* **Short exercise**:
Rewrite all of the data below, changing "top-left" to "upper-left" and keeping everything else the same, and omit the pictures from your answer.

* **Supplied records**:
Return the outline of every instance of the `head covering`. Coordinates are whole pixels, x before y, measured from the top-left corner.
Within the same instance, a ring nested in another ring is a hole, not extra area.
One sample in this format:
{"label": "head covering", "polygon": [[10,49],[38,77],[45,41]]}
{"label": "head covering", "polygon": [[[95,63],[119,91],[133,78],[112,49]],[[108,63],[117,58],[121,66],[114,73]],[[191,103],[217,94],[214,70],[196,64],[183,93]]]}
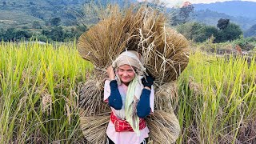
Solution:
{"label": "head covering", "polygon": [[136,67],[135,77],[130,82],[128,86],[125,102],[125,114],[126,121],[134,131],[139,135],[139,118],[137,115],[136,106],[144,87],[142,83],[142,78],[146,68],[143,66],[141,56],[138,52],[134,50],[122,52],[112,63],[119,85],[122,84],[122,82],[118,74],[117,74],[117,70],[122,65],[130,65]]}
{"label": "head covering", "polygon": [[137,74],[143,75],[146,68],[142,62],[141,55],[134,50],[126,50],[122,52],[112,63],[114,69],[118,68],[122,65],[130,65],[137,68]]}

* **Exercise output**:
Return the outline of every instance of the `head covering`. Coordinates are whole pixels, x before y, measured from the upper-left corner.
Within the same instance, a ring nested in another ring is a hole, not extra area.
One sample in this format:
{"label": "head covering", "polygon": [[10,49],[38,77],[45,41]]}
{"label": "head covering", "polygon": [[[95,63],[119,91],[133,78],[112,49]],[[108,63],[117,58],[121,66],[114,73]],[[191,103],[217,94],[214,70],[196,64],[183,93]]]}
Solution:
{"label": "head covering", "polygon": [[136,67],[135,77],[130,82],[128,86],[125,102],[125,114],[126,121],[134,131],[139,135],[139,118],[137,115],[136,106],[144,87],[142,83],[142,78],[146,68],[143,66],[141,56],[138,52],[134,50],[122,52],[112,63],[119,85],[122,84],[122,82],[118,74],[117,74],[117,70],[122,65],[130,65]]}
{"label": "head covering", "polygon": [[137,74],[143,75],[146,68],[142,62],[141,55],[134,50],[126,50],[122,52],[112,63],[114,69],[118,68],[122,65],[130,65],[137,68]]}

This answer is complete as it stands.